#### Source passage
After thinking about this...my head hurts. Don't misunderstand me. I think we need more CPP, not less. Many people are not saving enough on their own. Forcing people to save through the CPP ensures that the "ants" who save don't have to pay too much for the "grasshoppers" who didn't. I believe in the KISS principle. If the gov't takes money out of my pocket, then it's a tax - less money for me to spend or invest. That money can be spent wisely or foolishly by the gov't. Forced saving is a wise choice, but it's still a tax.


----------



## steve41 (Apr 18, 2009)

FWIW... removing CPP (withholdings pre retirement and pmts post retirement) doesn't change the _"tax rates lower in retirement"_ results in those six prior studies.


----------



## Larry6417 (Jan 27, 2010)

steve41 said:


> Back to that article from CDHowe....
> 
> My complaint isn't the METR, it is that the take-away message, "tax rates are (can be) higher in retirement" is simply wrong headed.
> 
> ...


I think we disagree because your lowest-income scenario is 25K annually. If you look at the CD Howe report, the highest METRs (marginal effective tax rate i.e. including clawback of social benefits) are at very low levels of income.

#### Listed entries
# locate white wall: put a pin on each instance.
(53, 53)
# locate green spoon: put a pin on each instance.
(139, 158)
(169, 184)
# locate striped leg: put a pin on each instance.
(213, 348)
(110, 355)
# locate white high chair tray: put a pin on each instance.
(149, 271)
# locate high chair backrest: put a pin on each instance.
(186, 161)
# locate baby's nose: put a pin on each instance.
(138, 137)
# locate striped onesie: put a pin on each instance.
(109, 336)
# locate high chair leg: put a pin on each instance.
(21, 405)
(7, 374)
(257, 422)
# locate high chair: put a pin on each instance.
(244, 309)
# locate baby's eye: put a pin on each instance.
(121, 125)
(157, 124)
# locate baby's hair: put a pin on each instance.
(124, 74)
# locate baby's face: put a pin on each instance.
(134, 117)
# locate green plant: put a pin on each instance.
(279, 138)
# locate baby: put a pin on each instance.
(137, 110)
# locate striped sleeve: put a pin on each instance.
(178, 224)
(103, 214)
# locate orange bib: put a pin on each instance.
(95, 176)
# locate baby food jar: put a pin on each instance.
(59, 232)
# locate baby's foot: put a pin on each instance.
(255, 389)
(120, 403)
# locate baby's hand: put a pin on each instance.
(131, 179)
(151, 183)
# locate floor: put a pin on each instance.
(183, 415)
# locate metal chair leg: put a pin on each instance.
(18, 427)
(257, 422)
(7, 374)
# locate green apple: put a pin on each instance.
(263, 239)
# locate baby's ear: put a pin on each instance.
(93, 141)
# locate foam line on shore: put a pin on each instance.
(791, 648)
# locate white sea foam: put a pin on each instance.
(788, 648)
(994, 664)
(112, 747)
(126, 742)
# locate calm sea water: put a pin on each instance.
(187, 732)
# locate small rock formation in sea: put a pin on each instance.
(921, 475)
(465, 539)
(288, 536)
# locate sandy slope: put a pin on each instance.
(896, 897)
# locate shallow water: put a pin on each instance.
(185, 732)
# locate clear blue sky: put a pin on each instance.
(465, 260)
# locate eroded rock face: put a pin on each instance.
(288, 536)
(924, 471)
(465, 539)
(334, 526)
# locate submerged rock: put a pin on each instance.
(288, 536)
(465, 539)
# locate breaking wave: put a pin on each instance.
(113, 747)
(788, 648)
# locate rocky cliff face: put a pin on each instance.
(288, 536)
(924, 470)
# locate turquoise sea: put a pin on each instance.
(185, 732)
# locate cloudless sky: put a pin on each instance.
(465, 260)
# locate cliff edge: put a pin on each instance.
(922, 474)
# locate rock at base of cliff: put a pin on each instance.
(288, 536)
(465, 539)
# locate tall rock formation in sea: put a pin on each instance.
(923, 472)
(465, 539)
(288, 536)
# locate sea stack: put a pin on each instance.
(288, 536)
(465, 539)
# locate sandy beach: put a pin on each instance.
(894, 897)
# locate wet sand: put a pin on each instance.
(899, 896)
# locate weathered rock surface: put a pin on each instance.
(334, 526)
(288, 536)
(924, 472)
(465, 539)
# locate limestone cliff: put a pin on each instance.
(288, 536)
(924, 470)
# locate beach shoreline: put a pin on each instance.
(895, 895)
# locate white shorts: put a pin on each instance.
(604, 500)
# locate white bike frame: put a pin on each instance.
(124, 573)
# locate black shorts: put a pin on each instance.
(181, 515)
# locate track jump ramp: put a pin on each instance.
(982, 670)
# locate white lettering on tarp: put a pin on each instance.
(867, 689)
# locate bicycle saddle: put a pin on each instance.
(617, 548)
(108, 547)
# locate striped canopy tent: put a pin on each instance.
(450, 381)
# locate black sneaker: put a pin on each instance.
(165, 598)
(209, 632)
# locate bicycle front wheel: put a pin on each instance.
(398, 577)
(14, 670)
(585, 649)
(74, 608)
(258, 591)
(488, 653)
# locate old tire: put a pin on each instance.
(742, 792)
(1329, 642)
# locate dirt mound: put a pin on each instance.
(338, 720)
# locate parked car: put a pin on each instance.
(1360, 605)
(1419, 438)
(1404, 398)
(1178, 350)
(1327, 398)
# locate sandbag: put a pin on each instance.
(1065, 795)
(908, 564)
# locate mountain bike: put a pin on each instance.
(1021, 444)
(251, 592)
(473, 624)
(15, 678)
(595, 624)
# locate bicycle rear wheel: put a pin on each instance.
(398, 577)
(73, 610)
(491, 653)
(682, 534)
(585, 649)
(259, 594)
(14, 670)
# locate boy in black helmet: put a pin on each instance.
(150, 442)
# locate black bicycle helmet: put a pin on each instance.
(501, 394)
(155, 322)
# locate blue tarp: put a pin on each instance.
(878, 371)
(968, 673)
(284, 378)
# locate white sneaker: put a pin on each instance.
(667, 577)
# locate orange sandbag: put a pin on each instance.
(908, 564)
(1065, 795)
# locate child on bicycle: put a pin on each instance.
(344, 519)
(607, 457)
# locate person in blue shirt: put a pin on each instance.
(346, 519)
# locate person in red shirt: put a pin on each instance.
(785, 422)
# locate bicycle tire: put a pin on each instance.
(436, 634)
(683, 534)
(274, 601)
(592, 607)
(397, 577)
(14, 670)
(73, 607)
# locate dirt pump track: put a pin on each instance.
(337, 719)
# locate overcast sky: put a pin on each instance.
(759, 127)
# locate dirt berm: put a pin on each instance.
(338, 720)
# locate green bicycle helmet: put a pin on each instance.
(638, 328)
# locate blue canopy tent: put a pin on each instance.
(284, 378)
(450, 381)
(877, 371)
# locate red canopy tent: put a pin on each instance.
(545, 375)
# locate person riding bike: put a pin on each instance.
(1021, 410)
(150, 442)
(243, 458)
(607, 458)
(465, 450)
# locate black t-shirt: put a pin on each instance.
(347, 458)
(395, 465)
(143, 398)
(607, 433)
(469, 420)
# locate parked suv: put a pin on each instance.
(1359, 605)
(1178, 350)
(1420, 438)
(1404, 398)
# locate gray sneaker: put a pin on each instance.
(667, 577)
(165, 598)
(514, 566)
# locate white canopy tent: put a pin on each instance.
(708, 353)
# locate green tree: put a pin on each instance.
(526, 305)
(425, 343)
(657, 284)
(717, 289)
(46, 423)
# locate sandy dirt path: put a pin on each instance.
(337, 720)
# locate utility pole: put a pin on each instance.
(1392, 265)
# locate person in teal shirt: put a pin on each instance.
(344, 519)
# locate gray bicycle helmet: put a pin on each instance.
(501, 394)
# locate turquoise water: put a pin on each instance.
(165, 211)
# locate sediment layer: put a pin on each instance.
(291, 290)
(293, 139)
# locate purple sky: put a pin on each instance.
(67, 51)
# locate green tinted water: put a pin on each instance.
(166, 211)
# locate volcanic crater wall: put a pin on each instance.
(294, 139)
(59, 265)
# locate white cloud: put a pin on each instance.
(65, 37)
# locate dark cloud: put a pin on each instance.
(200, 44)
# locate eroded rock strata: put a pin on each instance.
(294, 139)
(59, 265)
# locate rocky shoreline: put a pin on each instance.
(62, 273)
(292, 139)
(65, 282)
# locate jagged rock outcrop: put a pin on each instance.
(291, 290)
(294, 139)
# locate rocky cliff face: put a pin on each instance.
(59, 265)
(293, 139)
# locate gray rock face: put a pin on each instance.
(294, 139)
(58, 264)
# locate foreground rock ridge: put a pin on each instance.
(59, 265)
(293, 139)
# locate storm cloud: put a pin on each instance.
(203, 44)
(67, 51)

#### Set exercise
Carry on the forum thread about the CPP and tax rates in retirement, picking up right after its final sentence.

#### Task response
For example, someone making $8,000 annually would pay no income tax (and would likely be the beneficiary of social benefits) pre-retirement. Therefore, any tax or clawback of benefits for that individual represents a higher METR post-retirement compared to pre-retirement.
See www.servicecanada.gc.ca/eng/isp/oas/pdf/tabrates2010.pdf

At low levels of income GIS is clawed back substantially.


----------



## Larry6417 (Jan 27, 2010)

cardhu said:


> You missed the point … an METR is still a marginal rate … it is the “M” that is the problem, not the “E” … marginal rates of any kind are not sufficient to judge the effectiveness of RRSPs, because RRSP withdrawals are not taxed at marginal rates, or even E marginal rates.


RRSP withdrawals aren't taxed at marginal rates!?! Wow, thanks for the tip! So a person at a MTR of 50% won't pay $500 for a $1,000 withdrawal from an RRSP! Does this come from "Tax Tips for Penury"?



cardhu said:


> No, I mean the _actual_ tax burden … the amount of tax _actually_ attributable to the RRSP withdrawal, including whatever social benefit clawbacks _actually_ apply.



See above. 

I'm still not sure what tax rate you're referring to. In fact, I'm not sure you know what tax rate you're referring to.




cardhu said:


> Yes, and they were doing a lousy job of it, because they were basing their conclusions on marginal rates … RRSP withdrawals are taxed as ordinary income, not at marginal rates, and not at marginal effective rates … the difference can be significant.


Of course RRSP/RRIF withdrawals are taxed as ordinary income. Ordinary income is taxed as ordinary income. RRSP withdrawals, like ordinary income, have both average and marginal tax rates. Think of the two as conjoined twins. You can't send the marginal tax rate to Calgary while the average tax rate stays in Winnipeg.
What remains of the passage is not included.